*What to work on*
1: In the piece on the Abdullah Khadr extradition ruling, how much did the U.S. pay Pakistan's intelligence agency to abduct Khadr?
2: Carry on the piece about the Abdullah Khadr extradition ruling from its final sentence.

*Excerpt*
This is one of those stories that make me proud to be a Canadian, and that should hopefully make Americans look up to their snowy geographical hat and see how justice is properly handled. The Ontario Superior Court of Justice has freed an alleged al-Qaeda collaborator in order to prevent him from being extradited back to the US, where he has already suffered numerous human rights abuses over the past decade and where the Canadian court fears he would be thrown back into the same extrajudicial hell. The court plans to have the suspect tried for his suspected terroristic ties independently.

From the Toronto Star:

Its 3-0 ruling upholds a decision last August by Justice Christopher Speyer of Ontario’s Superior Court of Justice to stay extradition proceedings involving Abdullah Khadr, 30, who is wanted in Boston on charges of procuring munitions for use by Al Qaeda against U.S. and coalition forces in Afghanistan.

The Toronto man is the older brother of Guantanamo detainee Omar Khadr and son of Ahmed Khadr, who was suspected of having close ties with Osama bin Laden and killed in a shootout with Pakistan’s security forces on the Afghanistan border in 2003.

“We must adhere to our democratic and legal values, even if that adherence serves in the short term to benefit those who oppose and seek to destroy those values,” said Justice Robert Sharpe, writing on behalf of Justices John Laskin and Eleanore Cronk.

“For if we do not, in the longer term, the enemies of democracy and the rule of law will have succeeded,” he said. “They will have demonstrated that our faith in our legal order is unable to withstand their threats.”

And here’s the (illegal) mistreatment that spurred the Canadian court to deny Khadr’s rendition back to the United States:

The U.S. paid Pakistan’s intelligence agency, the Directorate for Inter-Services Intelligence (ISI) $500,000 to abduct Khadr, a Canadian citizen, in Islamabad on Oct. 15, 2004.

He was denied access to courts and consular officials, beaten until he cooperated with the ISI and detained at a secret location for 14 months.

U.S. authorities discouraged a request from a Canadian Security Intelligence Service officer in Pakistan that Khadr be granted access to the Canadian consulate.

U.S. officials wanted Pakistan to allow for his rendition to the U.S., but it refused to do so without Canada’s consent, which was denied.

Khadr was flown to Toronto on Dec. 2, 2005 and charges were filed in Boston 12 days later.

In its ruling Friday, the court said Speyer’s decision to pull the plug on the American extradition request was a viable way of protecting the integrity of the justice system and distancing Canada’s courts from how U.S. and Pakistani officials behaved.

Sending Khadr to Boston would amount to sanctioning human rights abuses, the court said.

As unequivocally damning as this sounds, it will come as absolutely no surprise to anyone who pays any attention to the US’s long and grim record of injustices against its detainees at Guantanamo Bay and various other “black sites”. In fact, the Superior Court minced few words when talking about Khadr’s case, implying their condemning of other such rights abuses in the process:

While the federal government argued Speyer had no right to pass judgment on the legality of Khadr’s treatment in Pakistan, the court suggested that was beyond debate.

*Supplied entries*
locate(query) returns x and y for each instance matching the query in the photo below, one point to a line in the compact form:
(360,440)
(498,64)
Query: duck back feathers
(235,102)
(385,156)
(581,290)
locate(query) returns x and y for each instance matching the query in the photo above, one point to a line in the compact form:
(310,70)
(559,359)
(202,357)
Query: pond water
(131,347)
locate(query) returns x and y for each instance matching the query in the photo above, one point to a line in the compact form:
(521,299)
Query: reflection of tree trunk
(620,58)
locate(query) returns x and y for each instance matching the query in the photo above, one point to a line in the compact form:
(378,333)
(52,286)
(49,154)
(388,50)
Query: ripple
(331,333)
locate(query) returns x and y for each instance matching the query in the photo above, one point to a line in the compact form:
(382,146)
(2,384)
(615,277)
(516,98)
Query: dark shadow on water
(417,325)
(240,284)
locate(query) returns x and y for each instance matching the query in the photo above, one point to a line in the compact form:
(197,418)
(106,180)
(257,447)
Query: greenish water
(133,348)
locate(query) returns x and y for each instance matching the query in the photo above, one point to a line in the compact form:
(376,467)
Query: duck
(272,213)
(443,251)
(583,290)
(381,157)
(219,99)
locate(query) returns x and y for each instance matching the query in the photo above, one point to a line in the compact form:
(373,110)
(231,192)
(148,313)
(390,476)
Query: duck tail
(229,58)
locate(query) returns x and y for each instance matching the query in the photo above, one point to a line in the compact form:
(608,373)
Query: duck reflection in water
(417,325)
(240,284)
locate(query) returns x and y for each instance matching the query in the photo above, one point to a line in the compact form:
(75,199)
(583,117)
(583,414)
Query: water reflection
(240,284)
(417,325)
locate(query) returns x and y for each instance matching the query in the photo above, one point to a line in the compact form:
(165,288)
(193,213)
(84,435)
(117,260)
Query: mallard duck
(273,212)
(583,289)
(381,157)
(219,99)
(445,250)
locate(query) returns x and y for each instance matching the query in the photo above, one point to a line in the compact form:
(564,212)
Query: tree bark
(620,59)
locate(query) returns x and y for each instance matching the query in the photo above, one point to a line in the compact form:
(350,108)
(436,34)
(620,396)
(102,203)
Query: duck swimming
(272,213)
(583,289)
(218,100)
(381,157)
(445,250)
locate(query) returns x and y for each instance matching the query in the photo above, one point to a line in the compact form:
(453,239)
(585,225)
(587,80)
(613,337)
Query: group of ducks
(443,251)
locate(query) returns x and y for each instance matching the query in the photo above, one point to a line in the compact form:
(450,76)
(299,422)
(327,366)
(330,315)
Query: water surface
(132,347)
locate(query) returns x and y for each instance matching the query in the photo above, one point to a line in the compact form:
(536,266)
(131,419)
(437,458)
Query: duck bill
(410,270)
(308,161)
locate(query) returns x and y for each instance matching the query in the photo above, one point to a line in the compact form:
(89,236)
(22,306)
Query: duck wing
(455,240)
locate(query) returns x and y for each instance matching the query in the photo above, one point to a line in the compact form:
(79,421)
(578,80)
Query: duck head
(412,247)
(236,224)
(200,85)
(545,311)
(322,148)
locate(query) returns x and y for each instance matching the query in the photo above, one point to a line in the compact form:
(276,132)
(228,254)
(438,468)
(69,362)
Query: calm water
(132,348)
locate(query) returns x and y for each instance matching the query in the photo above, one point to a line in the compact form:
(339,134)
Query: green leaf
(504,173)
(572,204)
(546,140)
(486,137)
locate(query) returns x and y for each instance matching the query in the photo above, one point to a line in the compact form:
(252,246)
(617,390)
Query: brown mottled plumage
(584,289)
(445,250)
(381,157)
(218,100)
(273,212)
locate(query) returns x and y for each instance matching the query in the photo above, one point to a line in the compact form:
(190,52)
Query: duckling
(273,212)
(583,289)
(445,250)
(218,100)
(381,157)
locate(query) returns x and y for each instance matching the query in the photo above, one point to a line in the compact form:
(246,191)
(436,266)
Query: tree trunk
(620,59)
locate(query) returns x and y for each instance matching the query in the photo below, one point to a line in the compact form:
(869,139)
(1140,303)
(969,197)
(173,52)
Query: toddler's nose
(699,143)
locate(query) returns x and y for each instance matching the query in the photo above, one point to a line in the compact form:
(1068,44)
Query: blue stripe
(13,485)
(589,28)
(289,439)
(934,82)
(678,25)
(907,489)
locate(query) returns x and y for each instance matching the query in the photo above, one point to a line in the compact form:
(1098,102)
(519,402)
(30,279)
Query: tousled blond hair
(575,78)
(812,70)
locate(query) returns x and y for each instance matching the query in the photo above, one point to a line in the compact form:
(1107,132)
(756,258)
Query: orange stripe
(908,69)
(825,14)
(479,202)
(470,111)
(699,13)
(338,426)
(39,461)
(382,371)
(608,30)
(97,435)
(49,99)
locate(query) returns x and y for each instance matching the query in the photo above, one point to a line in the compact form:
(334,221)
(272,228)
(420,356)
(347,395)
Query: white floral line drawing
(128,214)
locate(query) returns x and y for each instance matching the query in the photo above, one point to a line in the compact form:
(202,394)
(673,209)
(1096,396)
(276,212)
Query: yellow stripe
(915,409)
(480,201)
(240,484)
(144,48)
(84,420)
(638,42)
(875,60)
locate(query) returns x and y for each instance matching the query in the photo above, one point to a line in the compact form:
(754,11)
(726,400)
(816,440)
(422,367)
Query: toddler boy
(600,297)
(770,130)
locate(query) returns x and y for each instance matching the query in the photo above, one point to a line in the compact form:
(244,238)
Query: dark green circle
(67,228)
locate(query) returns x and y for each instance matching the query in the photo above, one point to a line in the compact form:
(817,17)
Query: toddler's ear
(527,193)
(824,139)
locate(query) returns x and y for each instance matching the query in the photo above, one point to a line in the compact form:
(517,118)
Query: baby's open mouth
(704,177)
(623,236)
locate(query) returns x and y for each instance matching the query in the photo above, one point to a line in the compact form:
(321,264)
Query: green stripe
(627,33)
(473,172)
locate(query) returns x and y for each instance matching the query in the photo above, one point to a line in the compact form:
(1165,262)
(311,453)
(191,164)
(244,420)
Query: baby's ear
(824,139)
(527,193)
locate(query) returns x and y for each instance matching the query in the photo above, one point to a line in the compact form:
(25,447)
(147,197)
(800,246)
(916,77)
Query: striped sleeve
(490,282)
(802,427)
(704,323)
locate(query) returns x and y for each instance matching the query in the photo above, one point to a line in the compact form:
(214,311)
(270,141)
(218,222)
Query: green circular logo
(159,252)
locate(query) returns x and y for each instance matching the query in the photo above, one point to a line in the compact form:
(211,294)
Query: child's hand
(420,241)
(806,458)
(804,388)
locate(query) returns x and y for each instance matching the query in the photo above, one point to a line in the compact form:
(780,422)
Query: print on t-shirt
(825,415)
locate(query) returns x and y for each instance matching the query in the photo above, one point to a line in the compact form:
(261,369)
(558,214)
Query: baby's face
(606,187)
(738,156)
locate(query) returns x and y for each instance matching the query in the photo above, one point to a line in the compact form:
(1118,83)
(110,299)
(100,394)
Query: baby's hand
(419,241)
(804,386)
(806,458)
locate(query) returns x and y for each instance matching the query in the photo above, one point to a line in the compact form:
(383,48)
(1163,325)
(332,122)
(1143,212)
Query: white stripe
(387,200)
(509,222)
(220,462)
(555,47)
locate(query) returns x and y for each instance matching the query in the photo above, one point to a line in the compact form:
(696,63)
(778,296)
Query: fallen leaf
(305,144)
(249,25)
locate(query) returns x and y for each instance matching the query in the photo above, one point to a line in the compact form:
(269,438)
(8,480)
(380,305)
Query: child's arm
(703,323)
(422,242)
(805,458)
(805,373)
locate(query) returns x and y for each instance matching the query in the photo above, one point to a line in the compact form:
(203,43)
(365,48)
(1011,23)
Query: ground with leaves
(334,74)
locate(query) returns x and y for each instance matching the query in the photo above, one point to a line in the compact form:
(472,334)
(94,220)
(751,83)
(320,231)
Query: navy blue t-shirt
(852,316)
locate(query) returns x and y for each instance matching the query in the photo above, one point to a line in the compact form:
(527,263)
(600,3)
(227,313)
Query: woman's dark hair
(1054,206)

*Responses*
1: $500,000.

2:
“It surely can come as no surprise that in a country like Pakistan with a constitution guaranteeing fundamental rights and freedoms, it is illegal to accept a bounty or bribe from a foreign government to abduct a foreign national from the street, to beat that individual until he agrees to cooperate, to deny him consular access, to hold him in a secret detention centre for eight months while his utility as an intelligence source is exhausted, and then to continue to hold him in secret detention for six more months at the request of a foreign power.”

Now, there are certainly some who will be claiming that the court’s decision to free Khadr over letting him rot in the hands of the US somehow indicates that the judge really just wants to help the terrorist or some such nonsense. Of course, this is entirely removed from reality; the point is that the Canadian courts apparently understand that which the US courts simply do not: When you prove yourself willing, and even happy, to abandon your self-avowed principles and laws just to carry out some carnal retribution in the name of political, judicial or moral expediency, you are establishing a precedent that makes it clear that you are willing (and even happy) to sink to the terrorists’ level just to “stick it to the bad guys” and make yourselves feel good over hurting those who’ve (allegedly) hurt you.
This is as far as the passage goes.